** Tasks to perform **
(1) In the Statalist post, what default format does -tostring- use?
(2) Quote the Statalist post word for word, starting with "By default, the" and going on through "loss of information.".

Statalist


[Date Prev][Date Next][Thread Prev][Thread Next][Date index][Thread index]

st: RE: Splitting numeric values


From   "Nick Cox" <n.j.cox@durham.ac.uk>
To   <statalist@hsphsun2.harvard.edu>
Subject   st: RE: Splitting numeric values
Date   Mon, 23 Jul 2007 19:47:01 +0100

There were several answers to this, including two by Michael Hanson
and Maarten Buis that gave good advice. 

The key issue remains: Why didn't -tostring- work here to 
do what Susan wants? 

I can't see her data, but there is one key issue I can think of. 

-tostring- is a lot of wrapping, including several safety features, 
around a central command of the form 

gen <strvar> = string(<numvar>, "<format>") 

where <strvar> means string variable, <numvar> means numeric 
variable, and <format> is a numeric format. 

By default, the format used is %12.0g. This is clearly and
explicitly documented at [D] destring. That default is not an 
appropriate format for 18 digit integers. See what happens: 

. di string(123456789012345678, "%12.0g")
1.23457e+17

Hence -tostring- is telling you, somewhat gnomically, that 
the default format would lead to loss of information. 

The default format reflects a compromise between conflicting 
desiderata, but one consideration was the very frequent 
use of 9 digit identifiers. 18 digit identifiers are 
a different deal altogether.

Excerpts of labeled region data
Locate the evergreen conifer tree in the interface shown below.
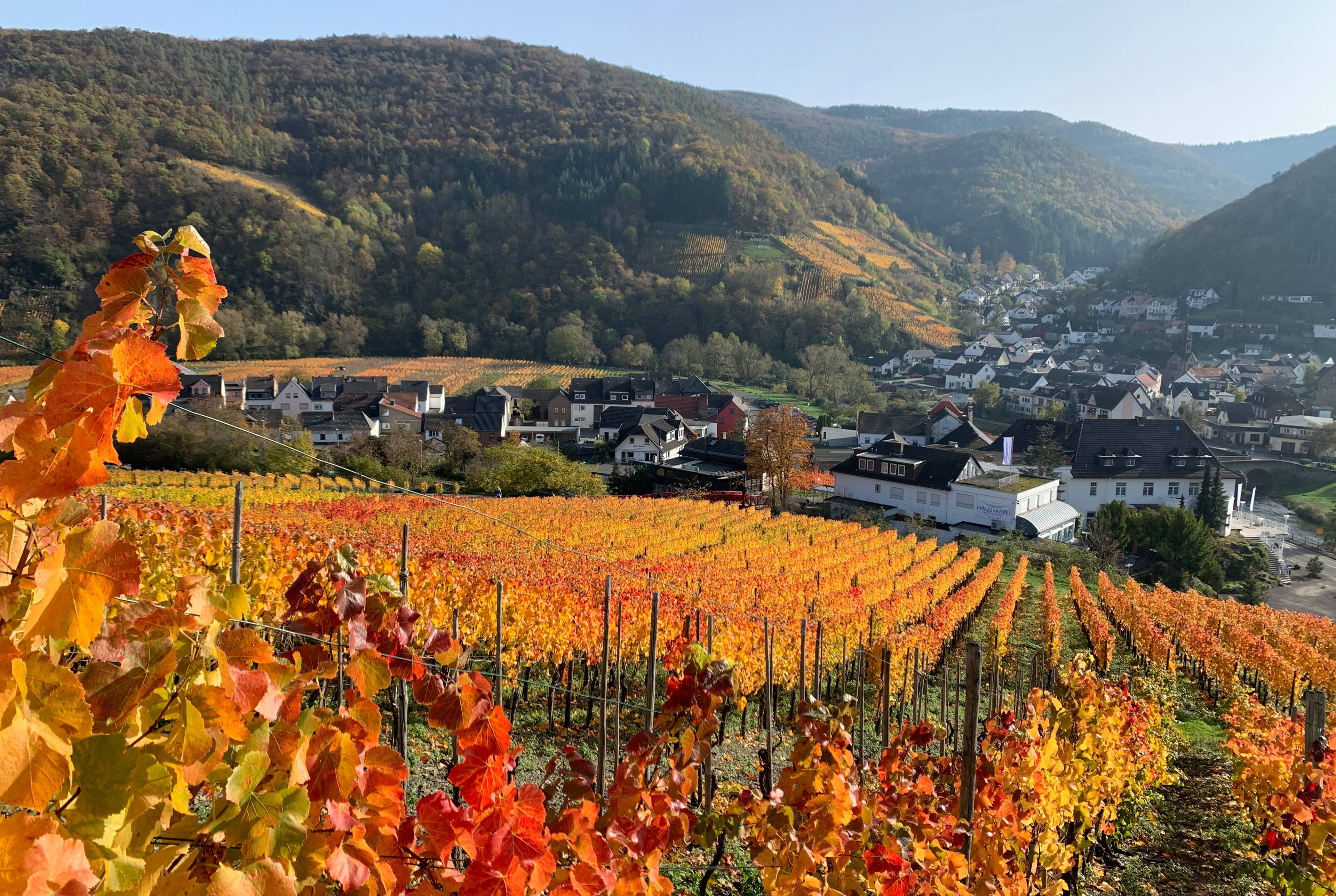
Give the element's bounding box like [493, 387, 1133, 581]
[1197, 463, 1226, 533]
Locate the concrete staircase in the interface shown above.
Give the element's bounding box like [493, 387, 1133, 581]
[1266, 545, 1289, 585]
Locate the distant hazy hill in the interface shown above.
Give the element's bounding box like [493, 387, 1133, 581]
[0, 29, 950, 359]
[716, 91, 1186, 269]
[863, 128, 1174, 269]
[1184, 126, 1336, 184]
[1138, 148, 1336, 304]
[826, 105, 1253, 216]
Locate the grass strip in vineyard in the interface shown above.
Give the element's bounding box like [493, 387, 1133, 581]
[1070, 566, 1114, 670]
[989, 554, 1030, 657]
[1043, 563, 1062, 669]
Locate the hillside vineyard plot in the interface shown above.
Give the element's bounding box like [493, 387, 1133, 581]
[111, 486, 999, 693]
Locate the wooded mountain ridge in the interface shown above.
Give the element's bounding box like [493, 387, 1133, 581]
[1129, 147, 1336, 307]
[716, 91, 1336, 269]
[0, 29, 959, 362]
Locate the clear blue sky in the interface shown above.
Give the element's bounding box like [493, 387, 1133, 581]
[10, 0, 1336, 143]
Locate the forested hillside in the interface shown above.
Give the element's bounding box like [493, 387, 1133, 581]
[0, 29, 956, 358]
[1137, 148, 1336, 306]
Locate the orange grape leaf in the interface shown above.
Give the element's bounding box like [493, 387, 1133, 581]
[24, 519, 139, 648]
[175, 256, 227, 359]
[0, 812, 56, 893]
[111, 334, 180, 406]
[306, 728, 359, 802]
[325, 845, 372, 893]
[83, 638, 176, 729]
[460, 860, 528, 896]
[19, 833, 99, 896]
[346, 648, 393, 698]
[163, 697, 214, 765]
[417, 791, 474, 859]
[0, 417, 108, 506]
[460, 706, 510, 753]
[449, 749, 509, 809]
[186, 685, 250, 741]
[84, 262, 154, 333]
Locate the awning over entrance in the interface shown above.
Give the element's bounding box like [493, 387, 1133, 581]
[1015, 501, 1081, 541]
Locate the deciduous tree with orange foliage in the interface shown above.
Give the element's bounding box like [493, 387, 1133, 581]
[747, 405, 812, 513]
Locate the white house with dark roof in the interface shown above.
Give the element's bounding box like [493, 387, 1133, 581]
[831, 439, 1080, 541]
[1057, 417, 1242, 526]
[946, 361, 997, 391]
[609, 407, 696, 463]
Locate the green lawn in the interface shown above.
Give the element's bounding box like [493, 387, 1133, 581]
[1268, 482, 1336, 526]
[719, 383, 826, 417]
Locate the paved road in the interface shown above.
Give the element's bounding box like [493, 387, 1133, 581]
[1266, 547, 1336, 619]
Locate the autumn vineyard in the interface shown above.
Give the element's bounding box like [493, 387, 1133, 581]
[0, 227, 1336, 896]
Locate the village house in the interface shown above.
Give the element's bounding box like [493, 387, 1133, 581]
[946, 361, 997, 393]
[1268, 414, 1332, 454]
[298, 411, 381, 447]
[831, 439, 1078, 541]
[858, 401, 967, 446]
[1058, 418, 1240, 531]
[608, 407, 695, 463]
[1182, 288, 1220, 311]
[1077, 386, 1150, 421]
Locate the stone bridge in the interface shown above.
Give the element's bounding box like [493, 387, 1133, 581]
[1220, 457, 1336, 494]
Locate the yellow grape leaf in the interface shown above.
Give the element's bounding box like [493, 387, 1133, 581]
[176, 296, 223, 361]
[24, 519, 139, 648]
[73, 734, 140, 817]
[0, 712, 70, 812]
[167, 697, 214, 765]
[167, 224, 208, 258]
[346, 648, 393, 697]
[116, 398, 148, 442]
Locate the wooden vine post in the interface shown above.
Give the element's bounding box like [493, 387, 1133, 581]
[645, 592, 659, 732]
[231, 479, 244, 587]
[961, 641, 983, 881]
[596, 573, 612, 793]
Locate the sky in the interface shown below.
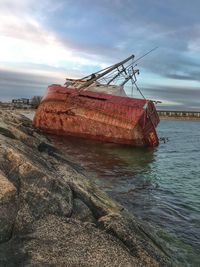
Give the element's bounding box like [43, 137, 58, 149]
[0, 0, 200, 111]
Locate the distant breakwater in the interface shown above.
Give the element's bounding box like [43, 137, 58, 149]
[157, 110, 200, 120]
[0, 110, 175, 267]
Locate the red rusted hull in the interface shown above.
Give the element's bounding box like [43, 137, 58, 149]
[33, 85, 159, 146]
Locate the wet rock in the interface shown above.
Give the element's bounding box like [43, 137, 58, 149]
[71, 198, 96, 223]
[0, 172, 17, 243]
[0, 111, 172, 267]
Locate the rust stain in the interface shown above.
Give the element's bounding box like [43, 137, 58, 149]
[33, 85, 159, 146]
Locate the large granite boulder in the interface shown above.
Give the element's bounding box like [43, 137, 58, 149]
[0, 111, 172, 267]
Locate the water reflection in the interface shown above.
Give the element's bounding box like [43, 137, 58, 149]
[50, 135, 154, 194]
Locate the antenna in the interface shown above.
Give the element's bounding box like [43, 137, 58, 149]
[134, 46, 158, 63]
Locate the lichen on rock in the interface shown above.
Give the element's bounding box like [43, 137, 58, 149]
[0, 111, 173, 267]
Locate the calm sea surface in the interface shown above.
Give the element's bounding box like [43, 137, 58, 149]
[48, 121, 200, 266]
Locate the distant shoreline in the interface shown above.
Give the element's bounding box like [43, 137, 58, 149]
[159, 116, 200, 121]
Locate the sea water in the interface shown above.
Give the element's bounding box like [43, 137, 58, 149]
[52, 120, 200, 266]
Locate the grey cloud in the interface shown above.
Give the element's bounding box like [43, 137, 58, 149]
[0, 71, 61, 100]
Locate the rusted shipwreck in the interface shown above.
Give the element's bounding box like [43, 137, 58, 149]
[33, 55, 159, 146]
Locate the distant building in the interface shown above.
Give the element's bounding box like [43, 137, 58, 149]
[12, 98, 30, 105]
[12, 98, 30, 109]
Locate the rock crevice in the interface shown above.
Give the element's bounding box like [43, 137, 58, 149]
[0, 111, 173, 267]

** Problem solutions **
(1) %12.0g

(2)
By default, the format used is %12.0g. This is clearly and
explicitly documented at [D] destring. That default is not an 
appropriate format for 18 digit integers. See what happens: 

. di string(123456789012345678, "%12.0g")
1.23457e+17

Hence -tostring- is telling you, somewhat gnomically, that 
the default format would lead to loss of information.